# Exercise instructions:
Output every entry exactly as written, but omit the pictures.
---------- Dataset excerpts
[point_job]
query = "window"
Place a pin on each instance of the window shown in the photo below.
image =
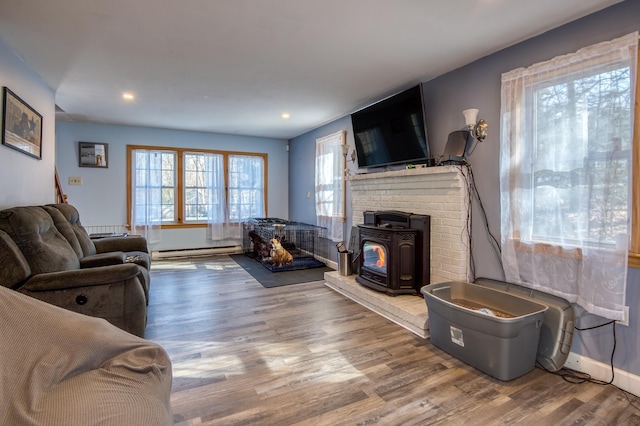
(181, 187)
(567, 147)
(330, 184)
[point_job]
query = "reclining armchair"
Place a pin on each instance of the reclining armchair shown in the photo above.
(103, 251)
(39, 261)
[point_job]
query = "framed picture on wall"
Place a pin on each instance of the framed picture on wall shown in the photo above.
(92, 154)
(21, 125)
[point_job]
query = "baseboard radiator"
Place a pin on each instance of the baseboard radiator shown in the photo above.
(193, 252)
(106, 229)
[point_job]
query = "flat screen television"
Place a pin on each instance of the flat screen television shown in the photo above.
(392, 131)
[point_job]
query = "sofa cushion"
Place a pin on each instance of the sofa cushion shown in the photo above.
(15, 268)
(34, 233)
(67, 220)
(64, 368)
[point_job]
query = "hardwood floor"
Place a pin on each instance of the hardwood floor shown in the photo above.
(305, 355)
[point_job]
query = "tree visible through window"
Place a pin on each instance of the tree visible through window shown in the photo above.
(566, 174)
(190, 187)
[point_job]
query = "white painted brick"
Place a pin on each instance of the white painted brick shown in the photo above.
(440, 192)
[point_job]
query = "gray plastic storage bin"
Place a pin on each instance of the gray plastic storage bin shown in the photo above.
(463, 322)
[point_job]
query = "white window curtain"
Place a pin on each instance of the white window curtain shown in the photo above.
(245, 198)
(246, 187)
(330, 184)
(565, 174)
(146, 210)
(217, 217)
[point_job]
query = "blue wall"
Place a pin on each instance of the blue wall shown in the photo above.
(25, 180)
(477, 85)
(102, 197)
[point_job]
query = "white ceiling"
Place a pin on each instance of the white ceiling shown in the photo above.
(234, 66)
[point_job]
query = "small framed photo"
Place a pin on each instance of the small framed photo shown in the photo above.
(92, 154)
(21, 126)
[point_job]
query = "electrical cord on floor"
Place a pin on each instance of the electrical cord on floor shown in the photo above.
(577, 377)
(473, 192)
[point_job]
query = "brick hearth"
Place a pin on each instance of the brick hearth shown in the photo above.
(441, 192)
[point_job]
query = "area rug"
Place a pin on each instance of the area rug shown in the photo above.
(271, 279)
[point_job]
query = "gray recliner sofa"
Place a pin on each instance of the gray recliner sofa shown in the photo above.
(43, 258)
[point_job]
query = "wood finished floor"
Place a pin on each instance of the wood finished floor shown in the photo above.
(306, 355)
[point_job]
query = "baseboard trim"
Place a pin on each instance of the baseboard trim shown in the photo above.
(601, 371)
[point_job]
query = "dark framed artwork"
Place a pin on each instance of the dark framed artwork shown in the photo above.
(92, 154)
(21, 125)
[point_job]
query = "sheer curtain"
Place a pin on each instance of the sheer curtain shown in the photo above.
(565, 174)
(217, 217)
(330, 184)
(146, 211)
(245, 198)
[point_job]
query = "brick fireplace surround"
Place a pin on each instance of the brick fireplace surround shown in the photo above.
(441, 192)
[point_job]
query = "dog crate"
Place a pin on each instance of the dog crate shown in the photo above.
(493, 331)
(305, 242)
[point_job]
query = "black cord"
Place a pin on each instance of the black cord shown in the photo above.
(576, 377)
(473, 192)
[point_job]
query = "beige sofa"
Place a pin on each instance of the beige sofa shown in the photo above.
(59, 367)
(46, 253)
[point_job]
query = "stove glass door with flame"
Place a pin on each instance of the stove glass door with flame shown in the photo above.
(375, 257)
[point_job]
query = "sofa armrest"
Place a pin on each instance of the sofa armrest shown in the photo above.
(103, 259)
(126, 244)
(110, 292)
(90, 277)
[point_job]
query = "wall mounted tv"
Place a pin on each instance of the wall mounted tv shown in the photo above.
--------------------
# Solution:
[point_job]
query = "window"
Place a pin on each instance of the window shown in the photo below.
image =
(181, 187)
(567, 147)
(330, 184)
[point_job]
query = "reclining armchair"
Place a pin on each instance of the reclining armchair shown in the photo above.
(103, 251)
(39, 261)
[point_job]
query = "framed picture on wall"
Place a pin on each instance of the framed picture on wall shown in the photo above.
(92, 154)
(21, 125)
[point_job]
query = "baseboard radiator"
Place a pin on each instance of the baseboard radiator shown in the photo above.
(193, 252)
(106, 229)
[point_job]
query = "flat screen television"
Place a pin on each instance of the flat screen television shown in the photo above.
(392, 131)
[point_job]
query = "sofa cushion"
Place a pin on each instance of the sofa cushion shown in the photo above.
(15, 268)
(34, 233)
(67, 220)
(64, 368)
[point_job]
query = "hardwood floor"
Place a pin on each instance of the hardwood floor shown in the photo above.
(305, 355)
[point_job]
query = "tree visible through window"
Place a pin on each instance of the tree visible through window shown in the photo above.
(566, 174)
(190, 187)
[point_job]
query = "white painted brick"
Place a pin on each instance of the white painted brick shown in the photo above.
(440, 192)
[point_job]
query = "gray plastic storage bin"
Place a pin on each instance of the gray plastic storage bin shown in the photo above.
(463, 322)
[point_job]
query = "white window curtain"
Place a pin on each instance of the white window curtain shown in the photo above.
(245, 198)
(246, 187)
(330, 184)
(565, 174)
(146, 210)
(217, 217)
[point_job]
query = "blue wall"
Place a pin on each instance of the blue wall shown in the photo above.
(25, 180)
(477, 85)
(102, 197)
[point_job]
query = "white ceiling"
Place a pin on each instance of the white ceiling shown in the photo above.
(234, 66)
[point_job]
query = "small framed photo"
Place a pin on each instance of the small framed photo shown in the photo above.
(92, 154)
(21, 126)
[point_job]
query = "electrical cord on floor"
Place a pin on each instance of the electrical cord on floor shown in the photo above.
(577, 377)
(473, 192)
[point_job]
query = "brick hearth"
Place a pin on each instance of the brick hearth shown in the photo above.
(441, 192)
[point_job]
query = "area rug"
Place a pin on each instance of the area rug shown in the photo above.
(271, 279)
[point_job]
query = "gray recliner sofa"
Place a pin on each instance of the gray recliner sofa shown in the photo above.
(43, 258)
[point_job]
query = "wood finished floor"
Place a pin on each instance of the wood finished floor shown in the photo above.
(306, 355)
[point_job]
query = "baseboard trim"
Place a pin on each instance of the baseboard trim shown in the photo above.
(601, 371)
[point_job]
query = "dark framed artwork"
Place a pin on each instance of the dark framed artwork shown in the photo above.
(92, 154)
(21, 125)
[point_job]
query = "sheer curtain"
Place a pin on each instance of the sheer curtain shown in the photo above.
(565, 174)
(217, 217)
(330, 184)
(146, 211)
(245, 198)
[point_job]
query = "brick fireplace surround"
Place a pin on each instance of the brick fireplace surround shown in the photo above.
(441, 192)
[point_job]
query = "dog crate"
Place a pin on each instance of the dog crate shown in the photo above.
(493, 331)
(305, 242)
[point_job]
query = "black cord"
Place a pin on each instance of the black cord shown in the photo above.
(576, 377)
(473, 192)
[point_job]
query = "beige sofa"
Place a pin on each instance of the beige sofa shown in the photo above.
(59, 367)
(46, 253)
[point_job]
query = "stove glass door with flame"
Place a pin on each instance of the stove glass door with flame shown in the photo above.
(375, 257)
[point_job]
query = "sofa armrest"
Place a pin on each instance of the sofa armrest shown in the photo above.
(103, 259)
(126, 244)
(110, 292)
(90, 277)
[point_job]
query = "wall mounted tv"
Place a pin on each instance of the wall mounted tv shown in the photo above.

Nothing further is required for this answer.